> DO THIS: Please rewrite the listing below as a JSON list of strings, with one string for each line and blank lines left out.

> RECORDS SUPPLIED:
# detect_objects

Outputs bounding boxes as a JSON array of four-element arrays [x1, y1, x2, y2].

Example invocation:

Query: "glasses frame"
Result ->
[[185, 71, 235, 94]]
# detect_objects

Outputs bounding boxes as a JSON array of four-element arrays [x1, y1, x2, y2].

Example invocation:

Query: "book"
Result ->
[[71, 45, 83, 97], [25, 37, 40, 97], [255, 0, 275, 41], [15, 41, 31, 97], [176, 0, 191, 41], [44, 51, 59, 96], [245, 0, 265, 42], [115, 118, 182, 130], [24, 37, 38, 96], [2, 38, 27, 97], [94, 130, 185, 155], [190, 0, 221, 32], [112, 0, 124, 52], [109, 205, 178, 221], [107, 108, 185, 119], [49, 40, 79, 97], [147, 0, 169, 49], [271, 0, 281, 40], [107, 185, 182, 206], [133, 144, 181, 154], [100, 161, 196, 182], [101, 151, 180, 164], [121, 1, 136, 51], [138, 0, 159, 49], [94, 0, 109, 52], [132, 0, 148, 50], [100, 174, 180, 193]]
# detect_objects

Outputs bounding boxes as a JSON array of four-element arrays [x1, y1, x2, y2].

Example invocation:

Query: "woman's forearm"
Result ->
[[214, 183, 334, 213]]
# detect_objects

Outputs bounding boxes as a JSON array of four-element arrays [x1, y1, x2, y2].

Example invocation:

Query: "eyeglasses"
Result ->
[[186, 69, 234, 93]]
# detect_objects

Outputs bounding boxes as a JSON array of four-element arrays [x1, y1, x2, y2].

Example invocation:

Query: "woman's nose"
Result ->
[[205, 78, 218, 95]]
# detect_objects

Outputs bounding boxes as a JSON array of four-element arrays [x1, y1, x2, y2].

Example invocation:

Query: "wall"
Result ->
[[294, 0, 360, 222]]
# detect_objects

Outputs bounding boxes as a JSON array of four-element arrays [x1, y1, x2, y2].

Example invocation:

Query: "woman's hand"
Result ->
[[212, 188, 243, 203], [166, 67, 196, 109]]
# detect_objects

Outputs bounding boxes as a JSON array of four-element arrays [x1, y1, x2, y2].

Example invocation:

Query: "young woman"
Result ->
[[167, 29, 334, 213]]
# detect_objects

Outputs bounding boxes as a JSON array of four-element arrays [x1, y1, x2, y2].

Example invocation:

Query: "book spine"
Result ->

> RESPONSE:
[
  "# detect_objects",
  "Outputs bounding boxes as a JSON array of four-element arrays [x1, y1, x2, y2].",
  "Example invocation:",
  "Query: \"glasses frame\"",
  "Result ->",
  "[[185, 71, 235, 94]]",
  "# detect_objects",
  "Outputs bounding boxes as a JSON array of four-element arrays [x1, y1, x2, y2].",
  "Example invocation:",
  "Query: \"book\"",
  "Result ->",
  "[[71, 45, 83, 97], [25, 37, 40, 97], [255, 0, 275, 41], [15, 41, 31, 97], [176, 0, 191, 41], [44, 51, 59, 96], [245, 0, 265, 42], [115, 118, 182, 130], [24, 37, 38, 96], [2, 38, 27, 97], [94, 130, 185, 155], [190, 0, 221, 32], [112, 0, 124, 52], [109, 205, 178, 221], [107, 108, 185, 119], [49, 40, 79, 97], [147, 0, 169, 49], [271, 0, 281, 40], [107, 185, 182, 206], [133, 144, 181, 154], [100, 161, 196, 182], [101, 151, 180, 164], [121, 1, 136, 51], [138, 0, 159, 49], [94, 0, 109, 52], [132, 0, 148, 50], [100, 174, 180, 193]]",
  "# detect_objects",
  "Outputs bounding boxes as a JSON array of four-element arrays [x1, y1, x2, y2].",
  "Example invocation:",
  "Query: \"woman's forearm\"",
  "Result ->",
  "[[214, 183, 334, 213]]",
  "# detect_objects",
  "Outputs bounding boxes as a JSON array of four-element arrays [x1, y1, x2, y2].",
  "Example invocation:",
  "Query: \"eyeglasses\"",
  "Result ->",
  "[[186, 69, 234, 93]]",
  "# detect_objects",
  "Outputs bounding boxes as a JSON array of four-element arrays [x1, y1, x2, y2].",
  "Example invocation:",
  "Query: \"woman's nose\"",
  "Result ->",
  "[[205, 78, 218, 95]]",
  "# detect_objects",
  "Outputs bounding boxes as a JSON array of four-element arrays [x1, y1, x2, y2].",
  "Example invocation:",
  "Query: \"wall\"",
  "Result ->",
  "[[294, 0, 360, 222]]",
  "# detect_objects",
  "Outputs bounding boxes as a JSON array of four-element arrays [x1, y1, x2, y2].",
  "Example invocation:",
  "Query: \"woman's hand\"",
  "Result ->",
  "[[212, 188, 243, 203], [166, 67, 196, 109]]",
  "# detect_objects",
  "Outputs bounding boxes as a JSON array of four-element arrays [x1, y1, x2, y2].",
  "Example invocation:",
  "Query: \"young woman\"",
  "Result ->",
  "[[167, 29, 334, 213]]",
  "# detect_objects",
  "Outputs bounding boxes as a JSON array of four-element arrays [x1, y1, x2, y2].",
  "Example invocation:",
  "Query: \"book spine\"",
  "Result ->"
]